Problems —
• 1. Answer these from the Social Security passage:
(a) How many more years of life expectancy do men in the wealthiest quintile who reach 50 and were born in 1960 have, compared with the poorest quintile?
(b) What ratio of benefits to tax contributions does the passage give for the generation born prior to 1901?
(c) According to the Congressional Budget Office in 2006, what mainly drives the progressivity of Social Security?
• 2. Carry on the Social Security passage, starting after its final sentence.

Document extract —
_____

Furthermore, wealthier individuals tend to live longer and therefore receive many more monthly OAI and SI payments. For instance, the life expectancy of the wealthiest quintile of men reaching 50 and born in 1960 is 12.7 years longer than that of the poorest quintile.[53] This gap has grown over recent years to more than offset the progressivity of the benefit formula—redistributing income away from relatively poor households within the baby-boom age cohort.[54] African Americans tend to lose on balance due to relatively shorter life expectancy and lower marriage rates, while Hispanics lose even more because they are more concentrated in younger birth cohorts.[55]

OASI’s most systematic redistribution is toward early generations of beneficiaries, away from current generations, including most of the poor. While initial cohorts of retirees obtained a fantastic deal from Social Security, receiving benefits greatly in excess of prior payroll tax contributions, subsequent generations were required to pay for the largesse to the initial beneficiaries as well as their own benefits. Americans reaching 65 since 1997 are scheduled to receive less than they paid in—even if they don’t pay a penny to make up the program’s current deficit. The ratio of benefits to tax contributions, which was 12 to 1 for the generation born prior to 1901, has fallen to 0.7 to 1 for those born in the 1950s (Figure 3).[56]

Figure 3

Lifetime Benefit-to-Tax Contribution Ratio of OASI by Birth Cohort

In most cases, redistribution within generations falls short of making up for redistribution toward the initial cohort, so most Americans will receive less from OASI than they paid in, regardless of their income levels (Figure 4).[57]

Figure 4

Lifetime Benefit-to-Tax Contribution Ratio of OASDI by Income Percentile—1960s Birth Cohort

In 2006, the Congressional Budget Office noted that “the progressivity of Social Security is driven mainly by disabled-worker and auxiliary benefits.”[58] (Auxiliary benefits are payments to eligible relatives of covered workers.) DI benefits go to people earlier in their life, when they have contributed less in payroll taxes, and are distributed disproportionately to low-income workers, who tend to work in more physically demanding professions and stand to lose less income by dropping out of the workforce.[59] Eligibility for DI requires the cessation of “substantial gainful activity” and is therefore inherently correlated with lower career earnings.

_____

Extracted entries —

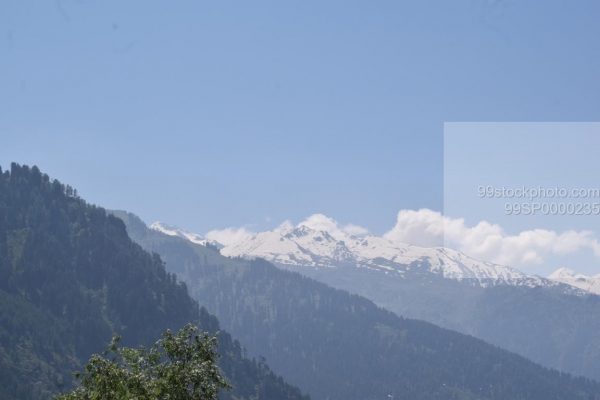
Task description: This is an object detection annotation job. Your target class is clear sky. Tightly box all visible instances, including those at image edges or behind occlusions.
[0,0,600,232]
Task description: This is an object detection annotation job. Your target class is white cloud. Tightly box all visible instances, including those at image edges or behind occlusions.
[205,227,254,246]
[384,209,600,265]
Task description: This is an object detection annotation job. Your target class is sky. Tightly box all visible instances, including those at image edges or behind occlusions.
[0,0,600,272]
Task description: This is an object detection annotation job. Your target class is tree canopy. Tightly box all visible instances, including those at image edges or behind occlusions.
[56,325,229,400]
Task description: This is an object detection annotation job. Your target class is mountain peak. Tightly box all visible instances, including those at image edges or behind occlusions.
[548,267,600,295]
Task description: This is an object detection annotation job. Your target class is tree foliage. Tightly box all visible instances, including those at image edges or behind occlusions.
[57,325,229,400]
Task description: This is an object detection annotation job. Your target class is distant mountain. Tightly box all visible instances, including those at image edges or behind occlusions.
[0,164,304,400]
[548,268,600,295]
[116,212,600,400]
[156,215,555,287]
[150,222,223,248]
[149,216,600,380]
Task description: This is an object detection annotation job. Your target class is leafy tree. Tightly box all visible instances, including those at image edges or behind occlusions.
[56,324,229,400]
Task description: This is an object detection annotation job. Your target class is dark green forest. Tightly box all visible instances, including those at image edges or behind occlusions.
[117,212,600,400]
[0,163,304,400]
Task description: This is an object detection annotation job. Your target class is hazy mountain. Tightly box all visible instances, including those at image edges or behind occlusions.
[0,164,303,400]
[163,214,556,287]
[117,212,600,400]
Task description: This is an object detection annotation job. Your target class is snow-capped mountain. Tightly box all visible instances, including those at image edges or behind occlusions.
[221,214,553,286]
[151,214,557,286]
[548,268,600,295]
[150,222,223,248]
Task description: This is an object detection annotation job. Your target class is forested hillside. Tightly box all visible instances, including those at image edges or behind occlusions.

_____

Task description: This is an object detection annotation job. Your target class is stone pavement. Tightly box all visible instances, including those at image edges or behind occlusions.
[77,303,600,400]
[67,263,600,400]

_____

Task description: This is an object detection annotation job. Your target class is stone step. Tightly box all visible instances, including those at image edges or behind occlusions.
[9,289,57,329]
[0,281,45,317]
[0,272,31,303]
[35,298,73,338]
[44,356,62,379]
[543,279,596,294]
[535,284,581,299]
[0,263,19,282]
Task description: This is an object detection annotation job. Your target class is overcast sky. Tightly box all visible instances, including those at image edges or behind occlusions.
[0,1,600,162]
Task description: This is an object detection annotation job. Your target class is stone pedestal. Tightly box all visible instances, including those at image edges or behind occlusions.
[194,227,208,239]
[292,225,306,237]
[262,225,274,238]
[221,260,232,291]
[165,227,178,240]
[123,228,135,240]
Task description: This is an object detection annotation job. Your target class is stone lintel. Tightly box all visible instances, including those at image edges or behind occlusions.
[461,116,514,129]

_____

Results for the exercise —
• 1.
(a) 12.7 years.
(b) 12 to 1.
(c) Disabled-worker and auxiliary benefits.

• 2.
The absence of significant net redistribution to the poor by OASI is still more striking when the availability of other potential sources of assistance to the needy is considered. Even by the late 1970s, when OASI still offered a positive return, low-income working seniors received net benefits that were barely higher than those then provided by SSI, after payroll tax contributions are considered.[60]

The payroll tax increased over time and falls heaviest on low-income working Americans. In 2017, the poorest quintile paid 9.4% of its income in payroll taxes, while the highest quintile paid only 6.5%. By contrast, SSI is funded primarily through the federal income tax, which imposes no net burden on the poorest two quintiles but takes 16.6% from the highest-earning quintile.[61]

OASDI’s dependence on prior contributions means that it does little to help the poorest Americans, who have often been kept out of the labor force by the most severe and prolonged cases of disability. Around 20% of American seniors in the poorest income quintile are ineligible for OASDI benefits, while a third of those who do qualify receive retirement benefits less than the federal poverty level.[62] In 2012, the income of seniors in the poorest decile came 30% from SSI and 55% from OASDI, even though federal spending on OASDI was more than 17 times greater than on SSI, and SSI payments themselves averaged only 56% of the federal poverty level (Figure 5).[63]

Figure 5

Income Sources of Americans Age 65+ in 2012 by Decile

The separate growth of OASDI has likely drained political support and resources that otherwise would have flowed into bolstering the floor on retirement income provided by SSI—and aided the poor in a more effective and targeted way. When SSI began in January 1974, the average monthly OASI benefit for retired workers was only 19% higher than the federal SSI benefit for individuals. Because OASI increases in line with wage growth as well as inflation, by 2021, the average OASI benefit was 111% higher than SSI.[64]

Figure 6

Share of Average Disposable Income Transferred as Net Benefits in Western Europe

Bloated publicly financed retirement benefits for the middle class serve both to inflate taxes on lower-income workers and to draw funds away from programs that are targeted at aiding the poor. A 2021 study by the European Commission’s Joint Research Centre found a close negative correlation between the amount that nations redistributed to wealthy retirees and levels of assistance, net of taxes, to the working poor (Figure 6).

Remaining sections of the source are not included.